[[ EXERCISE INPUTS, beginning ]]

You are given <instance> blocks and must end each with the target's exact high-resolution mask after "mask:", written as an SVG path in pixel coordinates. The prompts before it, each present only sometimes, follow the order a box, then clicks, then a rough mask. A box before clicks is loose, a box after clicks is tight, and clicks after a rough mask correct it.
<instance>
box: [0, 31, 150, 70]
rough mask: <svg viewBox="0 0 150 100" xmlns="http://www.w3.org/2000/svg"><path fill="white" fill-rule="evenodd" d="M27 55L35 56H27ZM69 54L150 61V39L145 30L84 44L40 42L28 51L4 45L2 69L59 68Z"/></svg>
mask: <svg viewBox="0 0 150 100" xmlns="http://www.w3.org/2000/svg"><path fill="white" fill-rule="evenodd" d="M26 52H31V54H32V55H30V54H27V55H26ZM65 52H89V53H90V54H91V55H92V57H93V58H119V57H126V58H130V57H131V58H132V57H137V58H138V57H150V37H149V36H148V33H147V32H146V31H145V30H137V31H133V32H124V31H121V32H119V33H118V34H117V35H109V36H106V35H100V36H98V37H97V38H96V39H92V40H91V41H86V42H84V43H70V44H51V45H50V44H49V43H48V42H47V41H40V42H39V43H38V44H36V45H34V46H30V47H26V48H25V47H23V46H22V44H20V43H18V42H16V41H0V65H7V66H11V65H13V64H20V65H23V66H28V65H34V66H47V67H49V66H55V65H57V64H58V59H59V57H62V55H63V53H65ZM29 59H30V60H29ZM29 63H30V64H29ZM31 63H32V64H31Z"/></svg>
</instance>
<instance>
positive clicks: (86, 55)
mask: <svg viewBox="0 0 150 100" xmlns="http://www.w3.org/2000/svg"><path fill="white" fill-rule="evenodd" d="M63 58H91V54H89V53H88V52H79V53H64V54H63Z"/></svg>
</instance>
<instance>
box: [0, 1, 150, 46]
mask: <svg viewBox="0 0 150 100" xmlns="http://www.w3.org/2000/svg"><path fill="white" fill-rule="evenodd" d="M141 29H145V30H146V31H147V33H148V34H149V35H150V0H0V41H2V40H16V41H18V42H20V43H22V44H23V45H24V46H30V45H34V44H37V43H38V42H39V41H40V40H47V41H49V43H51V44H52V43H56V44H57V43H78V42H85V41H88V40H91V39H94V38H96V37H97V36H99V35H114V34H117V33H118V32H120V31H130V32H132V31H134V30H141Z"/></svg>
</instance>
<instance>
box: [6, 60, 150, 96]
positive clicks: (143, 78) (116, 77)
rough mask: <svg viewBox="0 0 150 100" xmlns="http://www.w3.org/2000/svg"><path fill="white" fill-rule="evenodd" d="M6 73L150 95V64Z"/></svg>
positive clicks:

[[ EXERCISE INPUTS, end ]]

EXERCISE AIM – Render the listing above as a Markdown table with the columns Number and Record line, giving each line its own row and leaving out blank lines.

TASK ANSWER –
| Number | Record line |
|---|---|
| 1 | You are given <instance> blocks and must end each with the target's exact high-resolution mask after "mask:", written as an SVG path in pixel coordinates. The prompts before it, each present only sometimes, follow the order a box, then clicks, then a rough mask. A box before clicks is loose, a box after clicks is tight, and clicks after a rough mask correct it. |
| 2 | <instance> |
| 3 | box: [0, 31, 150, 70] |
| 4 | rough mask: <svg viewBox="0 0 150 100" xmlns="http://www.w3.org/2000/svg"><path fill="white" fill-rule="evenodd" d="M27 55L35 56H27ZM69 54L150 61V39L145 30L84 44L40 42L28 51L4 45L2 69L59 68Z"/></svg> |
| 5 | mask: <svg viewBox="0 0 150 100" xmlns="http://www.w3.org/2000/svg"><path fill="white" fill-rule="evenodd" d="M26 52H31V54H32V55H30V54H27V55H26ZM65 52H89V53H90V54H91V55H92V57H93V58H119V57H126V58H130V57H131V58H132V57H137V58H138V57H150V37H149V36H148V33H147V32H146V31H145V30H137V31H133V32H124V31H121V32H119V33H118V34H117V35H109V36H106V35H100V36H98V37H97V38H96V39H92V40H91V41H86V42H84V43H70V44H51V45H50V44H49V43H48V42H47V41H40V42H39V43H38V44H36V45H34V46H30V47H26V48H25V47H23V46H22V44H20V43H18V42H16V41H0V65H7V66H11V65H13V64H20V65H23V66H28V65H34V66H47V67H49V66H55V65H57V64H58V59H59V57H62V55H63V53H65ZM29 59H30V60H29ZM29 63H30V64H29ZM31 63H32V64H31Z"/></svg> |
| 6 | </instance> |
| 7 | <instance> |
| 8 | positive clicks: (86, 55) |
| 9 | mask: <svg viewBox="0 0 150 100" xmlns="http://www.w3.org/2000/svg"><path fill="white" fill-rule="evenodd" d="M63 58H91V54H89V53H88V52H79V53H64V54H63Z"/></svg> |
| 10 | </instance> |
| 11 | <instance> |
| 12 | box: [0, 1, 150, 46] |
| 13 | mask: <svg viewBox="0 0 150 100" xmlns="http://www.w3.org/2000/svg"><path fill="white" fill-rule="evenodd" d="M141 29H145V30H146V31H147V33H148V34H149V35H150V0H0V41H2V40H16V41H18V42H20V43H22V44H23V45H24V46H30V45H34V44H37V43H38V42H39V41H40V40H47V41H49V43H51V44H52V43H56V44H57V43H78V42H85V41H88V40H91V39H94V38H96V37H97V36H99V35H114V34H117V33H118V32H120V31H130V32H132V31H134V30H141Z"/></svg> |
| 14 | </instance> |
| 15 | <instance> |
| 16 | box: [6, 60, 150, 96] |
| 17 | positive clicks: (143, 78) (116, 77) |
| 18 | rough mask: <svg viewBox="0 0 150 100" xmlns="http://www.w3.org/2000/svg"><path fill="white" fill-rule="evenodd" d="M6 73L150 95V64Z"/></svg> |
| 19 | positive clicks: |